— Begin —

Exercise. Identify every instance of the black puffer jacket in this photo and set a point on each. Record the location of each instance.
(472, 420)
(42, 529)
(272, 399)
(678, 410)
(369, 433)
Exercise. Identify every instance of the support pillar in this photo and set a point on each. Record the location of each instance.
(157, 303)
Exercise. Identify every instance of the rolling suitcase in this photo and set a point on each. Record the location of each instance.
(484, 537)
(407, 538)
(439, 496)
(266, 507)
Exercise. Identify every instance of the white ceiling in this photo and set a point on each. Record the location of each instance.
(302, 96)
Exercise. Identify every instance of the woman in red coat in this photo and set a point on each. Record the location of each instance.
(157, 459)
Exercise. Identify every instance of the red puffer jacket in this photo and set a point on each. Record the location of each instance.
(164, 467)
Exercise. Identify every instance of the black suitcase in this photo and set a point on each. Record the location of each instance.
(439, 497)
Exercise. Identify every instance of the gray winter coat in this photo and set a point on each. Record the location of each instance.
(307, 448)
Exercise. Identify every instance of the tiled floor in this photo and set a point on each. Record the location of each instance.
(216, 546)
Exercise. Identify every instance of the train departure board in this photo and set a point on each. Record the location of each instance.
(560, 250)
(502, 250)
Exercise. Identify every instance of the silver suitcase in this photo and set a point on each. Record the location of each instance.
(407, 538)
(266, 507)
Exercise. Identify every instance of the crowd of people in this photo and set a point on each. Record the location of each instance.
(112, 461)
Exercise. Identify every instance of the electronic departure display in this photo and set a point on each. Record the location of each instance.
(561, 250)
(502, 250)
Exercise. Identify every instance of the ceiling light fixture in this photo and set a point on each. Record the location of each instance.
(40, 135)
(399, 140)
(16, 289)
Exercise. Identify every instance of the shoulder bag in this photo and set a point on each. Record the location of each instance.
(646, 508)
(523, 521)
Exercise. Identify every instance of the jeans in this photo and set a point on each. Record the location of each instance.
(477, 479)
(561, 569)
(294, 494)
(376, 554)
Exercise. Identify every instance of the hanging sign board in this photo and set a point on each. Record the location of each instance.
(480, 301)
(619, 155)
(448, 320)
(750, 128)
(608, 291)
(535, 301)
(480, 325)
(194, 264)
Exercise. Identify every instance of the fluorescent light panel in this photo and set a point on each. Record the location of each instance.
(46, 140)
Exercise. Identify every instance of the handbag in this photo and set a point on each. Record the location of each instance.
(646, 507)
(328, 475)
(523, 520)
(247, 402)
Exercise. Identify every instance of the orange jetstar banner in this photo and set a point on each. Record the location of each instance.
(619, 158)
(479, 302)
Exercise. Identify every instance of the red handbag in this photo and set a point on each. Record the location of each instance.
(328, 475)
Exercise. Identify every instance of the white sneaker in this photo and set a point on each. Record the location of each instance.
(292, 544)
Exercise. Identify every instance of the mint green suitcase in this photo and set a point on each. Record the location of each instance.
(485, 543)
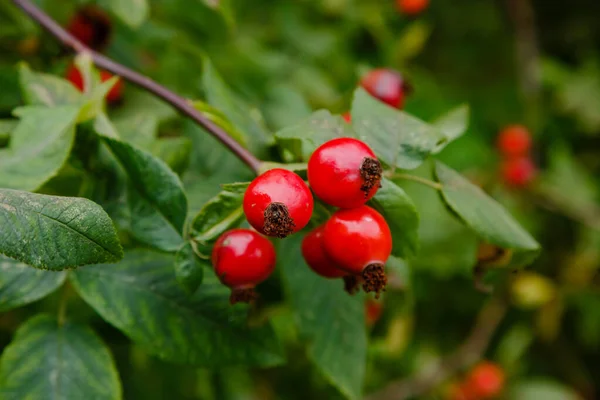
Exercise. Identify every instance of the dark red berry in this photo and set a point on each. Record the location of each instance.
(485, 381)
(359, 241)
(412, 7)
(518, 172)
(278, 203)
(514, 141)
(344, 173)
(242, 258)
(91, 26)
(386, 85)
(114, 95)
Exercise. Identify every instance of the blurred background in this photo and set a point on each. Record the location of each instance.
(529, 62)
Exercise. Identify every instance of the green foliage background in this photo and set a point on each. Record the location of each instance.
(284, 59)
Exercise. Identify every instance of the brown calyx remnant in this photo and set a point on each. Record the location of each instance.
(374, 278)
(370, 171)
(243, 295)
(351, 284)
(278, 222)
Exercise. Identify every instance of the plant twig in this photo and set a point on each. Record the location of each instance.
(468, 353)
(423, 181)
(140, 80)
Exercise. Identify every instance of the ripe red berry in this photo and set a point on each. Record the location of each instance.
(344, 173)
(412, 7)
(518, 172)
(92, 26)
(278, 203)
(114, 95)
(242, 258)
(514, 141)
(373, 311)
(359, 241)
(485, 381)
(386, 85)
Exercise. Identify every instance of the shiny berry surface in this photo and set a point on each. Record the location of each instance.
(386, 85)
(314, 254)
(357, 237)
(278, 203)
(412, 7)
(344, 173)
(518, 172)
(514, 141)
(243, 258)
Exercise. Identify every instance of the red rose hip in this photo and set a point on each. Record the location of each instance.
(514, 141)
(518, 172)
(359, 241)
(344, 173)
(278, 203)
(242, 258)
(386, 85)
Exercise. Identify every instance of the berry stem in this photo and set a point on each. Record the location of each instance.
(140, 80)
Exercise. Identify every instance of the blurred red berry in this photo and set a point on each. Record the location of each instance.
(514, 141)
(91, 26)
(412, 7)
(485, 381)
(518, 172)
(386, 85)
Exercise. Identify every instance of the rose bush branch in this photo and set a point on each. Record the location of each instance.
(140, 80)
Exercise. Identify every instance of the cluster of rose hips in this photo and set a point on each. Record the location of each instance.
(484, 382)
(92, 26)
(514, 144)
(354, 244)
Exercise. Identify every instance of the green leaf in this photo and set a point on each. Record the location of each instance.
(535, 389)
(234, 108)
(452, 125)
(331, 321)
(315, 130)
(44, 89)
(56, 233)
(486, 217)
(20, 284)
(189, 269)
(401, 215)
(220, 214)
(131, 12)
(154, 181)
(141, 297)
(399, 139)
(39, 147)
(48, 360)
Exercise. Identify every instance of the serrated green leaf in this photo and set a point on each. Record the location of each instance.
(315, 130)
(234, 108)
(397, 138)
(486, 217)
(452, 125)
(48, 360)
(20, 284)
(189, 269)
(131, 12)
(154, 181)
(220, 214)
(329, 320)
(401, 215)
(40, 146)
(56, 233)
(141, 297)
(45, 89)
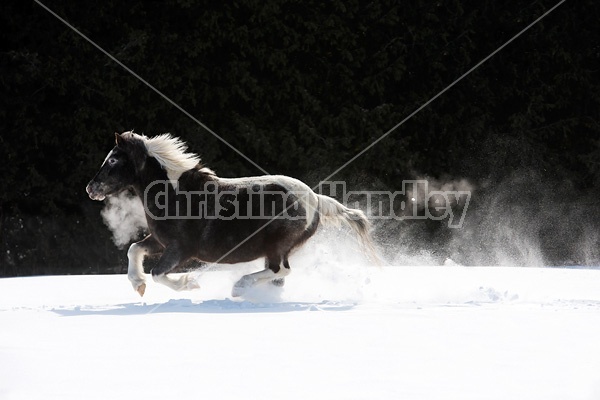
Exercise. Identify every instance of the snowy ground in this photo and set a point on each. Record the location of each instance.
(344, 332)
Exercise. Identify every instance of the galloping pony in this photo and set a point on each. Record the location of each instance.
(194, 214)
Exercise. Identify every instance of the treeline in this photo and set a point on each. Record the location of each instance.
(299, 87)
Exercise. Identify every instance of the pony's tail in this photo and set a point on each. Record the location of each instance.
(333, 213)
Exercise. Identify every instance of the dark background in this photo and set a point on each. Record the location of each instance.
(300, 87)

— End —

▶ _CHALLENGE_: Rewrite all of the records above, replacing "set a point on each" with "place a marker on each" wherever it occurs and leaving everything else unchanged. Leave the pictures out of your answer.

▶ _ANSWER_:
Exercise. Identify every instance of the black puffer jacket in this photo and place a marker on each. Record the location of each instance.
(472, 420)
(42, 529)
(272, 399)
(678, 410)
(369, 433)
Exercise. Identify every instance of the support pillar in this photo and place a marker on each. Record the location of each instance.
(157, 303)
Exercise. Identify every instance of the rolling suitcase in this photo and place a marker on each. Record the location of each instance.
(484, 537)
(407, 538)
(439, 496)
(266, 507)
Exercise. Identify every instance of the white ceiling in this photo and place a marker on each. Record the location of each instance.
(302, 96)
Exercise. Identify every instance of the woman in red coat in this photo and place a marker on each. Record the location of each instance.
(157, 459)
Exercise. Identify every instance of the red puffer jacket in this photo and place a marker on each. Record the location of each instance.
(164, 467)
Exercise. Identify every instance of the black suitcase in this photo and place a marker on each. Record the location of each instance.
(439, 497)
Exercise. Identify every instance of the gray winter coat in this photo and place a marker on each. Record the location of each instance.
(307, 448)
Exercise. Identify every instance of the tiled floor in this photo and place a marker on each. Record the location of each instance.
(216, 546)
Exercise. Identify every instance of the train departure board in this photo and place a marker on each. Record the location of each instance.
(560, 250)
(502, 250)
Exercise. Identify every instance of the silver suitcase in this photo and place a marker on each. Record the location of each instance.
(407, 538)
(266, 507)
Exercise. Identify every instance of the crowd of people in this photo and place a marker on each. Record the location of each instance.
(112, 461)
Exercise. Identify every instance of the electronic departure display in this photo and place a marker on each. Record the location of each instance.
(561, 250)
(502, 250)
Exercise. Identify every instance of the ceiling light fixture in this photo and place a marker on each. Record the location of each instance.
(40, 135)
(399, 140)
(16, 289)
Exercise. Identify every instance of the shoulder bag in this photo and place a marker on each. Record the location of each instance.
(646, 508)
(523, 521)
Exercise. Identify every instance of the jeans in this photo and place a marker on each. Record the location of each instance.
(477, 479)
(561, 569)
(294, 494)
(376, 554)
Exercise. Identify every instance of the hanging sign board in this photo and place a marker on each. Record the location of each instance.
(480, 301)
(619, 155)
(448, 320)
(750, 128)
(608, 291)
(535, 301)
(480, 325)
(194, 264)
Exercise. Identify every instance of the fluorescent light panel in this photo and place a marker on each. Record the location of each instance.
(46, 140)
Exercise. Identify every instance of the handbag in this photo and place a marker on each. Record the location of each instance.
(646, 507)
(328, 475)
(523, 520)
(247, 402)
Exercise. Identify every instance of the orange jetstar banner in this photo and place a marker on each. Record the location of each instance.
(619, 158)
(479, 302)
Exercise. Identify every instance of the red handbag in this photo and place a marker on each. Record the location of each instance.
(328, 475)
Exercise. Identify every instance of the white sneaker in this photo and place a marker on each. Record the location of each instance.
(292, 544)
Exercise. Identify every instance of the mint green suitcase in this photo and place a marker on each. Record the location of each instance.
(485, 543)
Exercise. Identify every instance of the dark red berry in this photo and place a marker on each. Record the location of each instance.
(485, 381)
(359, 241)
(412, 7)
(518, 172)
(278, 203)
(514, 141)
(344, 173)
(242, 258)
(91, 26)
(386, 85)
(114, 95)
Exercise. Identify every instance of the blurred background in this photo and place a marker on each. Record the location of each instance.
(529, 62)
Exercise. Identify every instance of the green foliage background in this photo and place a marker on each. Record the location of each instance.
(284, 59)
Exercise. Identify every instance of the brown calyx remnant in this photo and place a marker on each. Record the location of each instance.
(374, 278)
(370, 171)
(243, 295)
(351, 284)
(278, 222)
Exercise. Identify every instance of the plant twig in this photo and place a marker on each. Record the location of each instance.
(468, 353)
(423, 181)
(140, 80)
Exercise. Identify every instance of the ripe red berry in this photo and place a marker on each. Record the location of each instance.
(344, 173)
(412, 7)
(518, 172)
(92, 26)
(278, 203)
(114, 95)
(242, 258)
(514, 141)
(373, 311)
(359, 241)
(485, 381)
(386, 85)
Exercise. Identify every instance of the shiny berry surface in this photo and place a marker on each. Record the location of each instance.
(386, 85)
(314, 254)
(357, 237)
(278, 203)
(412, 7)
(344, 173)
(518, 172)
(514, 141)
(243, 258)
Exercise. Identify every instance of the red rose hip in this photo and place a marker on each. Record the location of each instance.
(514, 141)
(518, 172)
(359, 241)
(344, 173)
(278, 203)
(242, 258)
(386, 85)
Exercise. Identify every instance of the berry stem in this photo and place a marker on each. Record the location of each instance.
(140, 80)
Exercise. Identify every instance of the blurred red berry in this photo and place a marker on each. Record the location of each instance.
(514, 141)
(91, 26)
(412, 7)
(485, 381)
(518, 172)
(386, 85)
Exercise. Identify every instance of the rose bush branch in this photo and place a marker on each. Record the location of each instance.
(140, 80)
Exercise. Identify every instance of the cluster of rose hips in this photo and place a marker on each. Record the location of each instance.
(484, 382)
(92, 26)
(514, 144)
(354, 244)
Exercise. Identify every instance of the green leaf in this photo and place a marker on each. Record the location of each instance.
(535, 389)
(234, 108)
(452, 125)
(331, 321)
(315, 130)
(44, 89)
(56, 233)
(486, 217)
(20, 284)
(189, 269)
(401, 215)
(220, 214)
(131, 12)
(154, 181)
(141, 297)
(399, 139)
(39, 147)
(48, 360)
Exercise. Identify every instance of the serrated green leaf in this photo and place a marker on each. Record the location of each instance.
(315, 130)
(234, 108)
(397, 138)
(486, 217)
(452, 125)
(48, 360)
(20, 284)
(189, 269)
(131, 12)
(154, 181)
(220, 214)
(329, 320)
(401, 215)
(40, 146)
(56, 233)
(141, 297)
(45, 89)
Exercise. Identify every instance of the snowy ground in this photo and place a marker on each. Record the location of each instance.
(344, 332)
Exercise. Identify every instance of the galloping pony in this photo and place a marker on each. Record the location of each instance.
(194, 214)
Exercise. Identify every instance of the treeline in this photo and place a marker on each. Record the location of each instance.
(299, 87)
Exercise. Identify every instance of the pony's tail in this photo and place a marker on each. Record the location of each instance.
(333, 213)
Exercise. Identify every instance of the dark background in this photo and place a marker on each. Record the location of each instance.
(300, 87)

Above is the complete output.